DIRECTIVE: Pick out each line below that contains the word "order", and copy those lines in full.

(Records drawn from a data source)
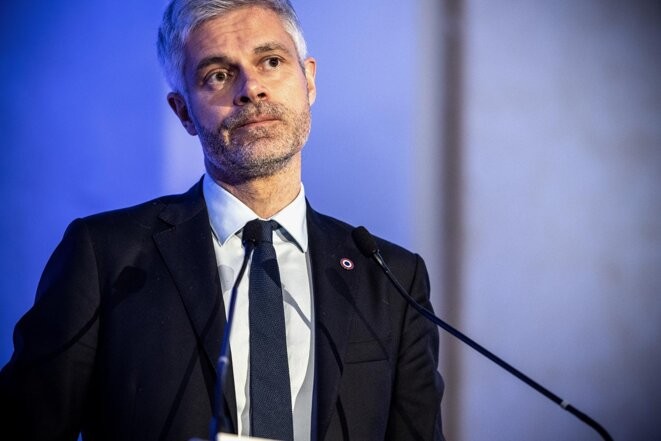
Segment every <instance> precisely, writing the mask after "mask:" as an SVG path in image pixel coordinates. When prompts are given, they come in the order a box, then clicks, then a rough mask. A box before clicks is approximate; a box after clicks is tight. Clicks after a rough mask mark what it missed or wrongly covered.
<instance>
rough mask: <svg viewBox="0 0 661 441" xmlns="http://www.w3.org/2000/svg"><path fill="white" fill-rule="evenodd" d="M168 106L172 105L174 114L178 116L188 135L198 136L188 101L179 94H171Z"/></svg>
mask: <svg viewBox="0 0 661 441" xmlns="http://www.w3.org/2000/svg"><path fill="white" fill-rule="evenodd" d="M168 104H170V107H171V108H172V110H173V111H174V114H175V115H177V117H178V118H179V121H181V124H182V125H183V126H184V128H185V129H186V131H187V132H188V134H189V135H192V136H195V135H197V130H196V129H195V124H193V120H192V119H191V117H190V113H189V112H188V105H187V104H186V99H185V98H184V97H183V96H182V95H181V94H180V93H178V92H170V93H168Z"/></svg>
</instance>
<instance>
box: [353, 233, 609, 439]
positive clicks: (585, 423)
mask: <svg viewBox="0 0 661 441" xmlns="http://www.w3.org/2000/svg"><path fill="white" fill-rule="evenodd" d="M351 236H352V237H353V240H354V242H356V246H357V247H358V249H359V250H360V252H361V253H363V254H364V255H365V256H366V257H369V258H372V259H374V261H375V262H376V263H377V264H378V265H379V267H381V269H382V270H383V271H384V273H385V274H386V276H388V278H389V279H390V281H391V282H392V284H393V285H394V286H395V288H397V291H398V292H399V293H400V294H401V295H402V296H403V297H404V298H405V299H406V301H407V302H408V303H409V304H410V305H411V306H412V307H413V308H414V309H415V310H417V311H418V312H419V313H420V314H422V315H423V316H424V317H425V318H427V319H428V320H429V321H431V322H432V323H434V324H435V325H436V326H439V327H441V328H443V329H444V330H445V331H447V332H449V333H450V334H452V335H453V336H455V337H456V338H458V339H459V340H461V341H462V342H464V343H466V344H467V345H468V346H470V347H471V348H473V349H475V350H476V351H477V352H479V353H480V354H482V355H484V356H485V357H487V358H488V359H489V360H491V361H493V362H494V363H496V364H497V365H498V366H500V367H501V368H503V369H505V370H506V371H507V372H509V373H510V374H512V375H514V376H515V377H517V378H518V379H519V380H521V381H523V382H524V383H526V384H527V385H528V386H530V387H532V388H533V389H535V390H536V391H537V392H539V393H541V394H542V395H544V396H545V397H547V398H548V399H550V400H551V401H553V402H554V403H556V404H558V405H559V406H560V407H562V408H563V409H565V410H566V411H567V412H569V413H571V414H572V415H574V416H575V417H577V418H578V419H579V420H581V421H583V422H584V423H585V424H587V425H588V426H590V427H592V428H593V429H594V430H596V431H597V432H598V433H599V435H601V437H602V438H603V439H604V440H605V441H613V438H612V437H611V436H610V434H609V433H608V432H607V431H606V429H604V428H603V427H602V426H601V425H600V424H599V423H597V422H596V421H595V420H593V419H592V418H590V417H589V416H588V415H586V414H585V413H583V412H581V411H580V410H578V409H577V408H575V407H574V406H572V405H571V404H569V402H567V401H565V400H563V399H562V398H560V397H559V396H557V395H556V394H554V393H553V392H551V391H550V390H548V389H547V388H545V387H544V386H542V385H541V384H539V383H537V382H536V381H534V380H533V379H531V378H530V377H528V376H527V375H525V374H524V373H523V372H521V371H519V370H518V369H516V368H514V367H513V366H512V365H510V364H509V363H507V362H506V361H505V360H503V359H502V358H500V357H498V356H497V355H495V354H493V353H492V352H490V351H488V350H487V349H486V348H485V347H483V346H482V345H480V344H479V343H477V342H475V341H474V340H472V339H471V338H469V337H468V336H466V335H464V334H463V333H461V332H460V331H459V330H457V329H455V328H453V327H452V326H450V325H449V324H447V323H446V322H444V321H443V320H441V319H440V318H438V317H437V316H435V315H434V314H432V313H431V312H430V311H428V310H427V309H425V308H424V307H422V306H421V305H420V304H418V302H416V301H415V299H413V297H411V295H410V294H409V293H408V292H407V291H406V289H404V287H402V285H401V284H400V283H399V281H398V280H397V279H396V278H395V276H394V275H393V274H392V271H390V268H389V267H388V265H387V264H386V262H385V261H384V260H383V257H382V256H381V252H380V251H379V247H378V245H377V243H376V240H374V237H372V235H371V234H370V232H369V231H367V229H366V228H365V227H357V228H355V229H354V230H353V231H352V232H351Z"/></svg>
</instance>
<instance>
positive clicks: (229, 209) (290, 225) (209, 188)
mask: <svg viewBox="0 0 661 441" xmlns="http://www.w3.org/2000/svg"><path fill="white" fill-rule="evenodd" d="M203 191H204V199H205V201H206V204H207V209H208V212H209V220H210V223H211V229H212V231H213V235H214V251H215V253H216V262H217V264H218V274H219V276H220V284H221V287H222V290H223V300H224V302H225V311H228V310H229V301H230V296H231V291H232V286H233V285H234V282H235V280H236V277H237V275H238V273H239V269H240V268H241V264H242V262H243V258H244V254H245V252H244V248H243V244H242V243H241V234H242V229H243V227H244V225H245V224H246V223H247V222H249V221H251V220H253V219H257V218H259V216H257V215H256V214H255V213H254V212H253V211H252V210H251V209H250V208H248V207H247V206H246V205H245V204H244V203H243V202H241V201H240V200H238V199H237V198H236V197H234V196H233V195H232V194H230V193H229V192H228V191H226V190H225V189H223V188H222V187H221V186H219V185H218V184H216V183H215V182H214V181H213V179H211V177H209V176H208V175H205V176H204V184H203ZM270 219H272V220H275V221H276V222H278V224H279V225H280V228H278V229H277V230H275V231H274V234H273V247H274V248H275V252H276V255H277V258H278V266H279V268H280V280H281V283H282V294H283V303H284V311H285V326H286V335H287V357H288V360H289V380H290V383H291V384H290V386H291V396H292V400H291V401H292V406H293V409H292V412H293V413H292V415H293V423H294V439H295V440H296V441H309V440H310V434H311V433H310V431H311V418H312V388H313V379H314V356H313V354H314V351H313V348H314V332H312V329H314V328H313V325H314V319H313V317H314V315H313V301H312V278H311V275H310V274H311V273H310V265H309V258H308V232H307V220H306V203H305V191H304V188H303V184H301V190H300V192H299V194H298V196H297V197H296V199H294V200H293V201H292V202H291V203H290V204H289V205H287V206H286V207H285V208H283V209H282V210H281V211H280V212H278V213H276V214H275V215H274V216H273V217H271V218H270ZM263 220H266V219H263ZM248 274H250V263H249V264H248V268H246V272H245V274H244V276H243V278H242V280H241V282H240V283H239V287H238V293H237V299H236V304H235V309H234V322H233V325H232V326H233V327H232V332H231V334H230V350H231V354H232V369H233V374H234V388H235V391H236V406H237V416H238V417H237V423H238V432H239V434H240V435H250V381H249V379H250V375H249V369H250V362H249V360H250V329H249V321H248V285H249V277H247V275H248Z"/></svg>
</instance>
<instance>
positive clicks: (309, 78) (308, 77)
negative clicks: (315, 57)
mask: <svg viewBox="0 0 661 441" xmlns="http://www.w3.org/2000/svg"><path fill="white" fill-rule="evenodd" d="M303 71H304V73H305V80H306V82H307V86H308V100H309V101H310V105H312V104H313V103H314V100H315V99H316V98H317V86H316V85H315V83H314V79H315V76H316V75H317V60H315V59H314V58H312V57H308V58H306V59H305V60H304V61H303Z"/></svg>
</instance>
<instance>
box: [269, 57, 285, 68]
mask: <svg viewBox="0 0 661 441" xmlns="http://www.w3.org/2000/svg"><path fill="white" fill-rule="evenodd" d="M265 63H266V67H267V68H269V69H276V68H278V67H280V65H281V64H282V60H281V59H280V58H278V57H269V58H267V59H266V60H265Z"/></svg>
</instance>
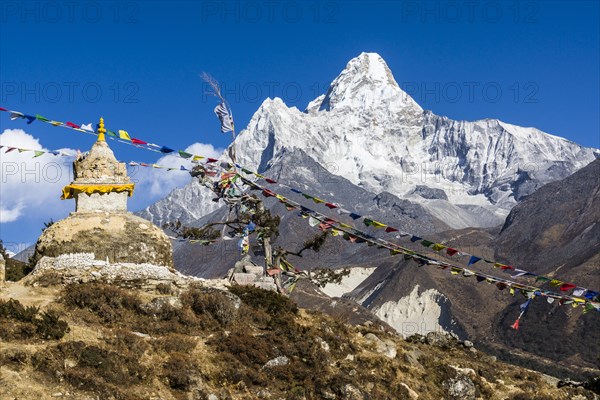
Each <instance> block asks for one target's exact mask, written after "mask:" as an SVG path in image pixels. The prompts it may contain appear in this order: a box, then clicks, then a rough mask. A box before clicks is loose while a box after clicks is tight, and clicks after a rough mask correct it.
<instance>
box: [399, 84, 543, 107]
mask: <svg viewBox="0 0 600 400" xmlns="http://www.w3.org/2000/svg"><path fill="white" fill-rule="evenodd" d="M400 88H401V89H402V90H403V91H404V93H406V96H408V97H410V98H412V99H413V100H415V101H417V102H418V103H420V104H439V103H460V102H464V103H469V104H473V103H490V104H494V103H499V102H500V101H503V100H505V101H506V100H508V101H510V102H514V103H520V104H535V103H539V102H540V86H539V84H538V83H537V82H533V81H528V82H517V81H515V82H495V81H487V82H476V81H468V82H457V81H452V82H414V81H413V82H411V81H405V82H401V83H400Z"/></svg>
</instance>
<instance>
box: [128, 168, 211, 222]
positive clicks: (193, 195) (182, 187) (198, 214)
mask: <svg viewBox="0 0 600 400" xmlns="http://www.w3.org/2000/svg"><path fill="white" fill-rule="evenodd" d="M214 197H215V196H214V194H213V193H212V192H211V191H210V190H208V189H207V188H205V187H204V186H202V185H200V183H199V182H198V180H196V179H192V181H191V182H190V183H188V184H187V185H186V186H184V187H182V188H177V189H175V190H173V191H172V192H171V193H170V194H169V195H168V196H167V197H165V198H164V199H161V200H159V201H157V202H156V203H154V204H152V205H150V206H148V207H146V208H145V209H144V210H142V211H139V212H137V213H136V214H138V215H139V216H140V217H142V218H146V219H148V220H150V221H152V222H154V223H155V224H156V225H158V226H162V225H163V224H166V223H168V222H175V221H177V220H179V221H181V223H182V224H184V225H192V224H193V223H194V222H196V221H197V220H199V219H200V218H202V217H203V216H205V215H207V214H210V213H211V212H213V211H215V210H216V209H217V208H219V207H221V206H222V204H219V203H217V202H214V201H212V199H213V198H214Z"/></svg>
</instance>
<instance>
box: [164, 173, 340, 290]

RESPONSE FOR THIS EXERCISE:
Segment every <instance> precisely, writing the mask after "mask:" as an SVG path in image pixel coordinates. When prompts are given, they come in the order a box, then clicks, then a rough mask. A box before clicks is approximate; a box after clicks is tight. Clicks after a rough mask mark what it missed or wrongly covered.
Each <instance> block asks for one target's exact mask, written after "mask:" as an SVG path in image pixels. The prompts it may contain appear in this order: a box, then clicks, then a rough mask. A box before clicks is loose while a box after clicks is tight, and clicks after a rough mask correct it.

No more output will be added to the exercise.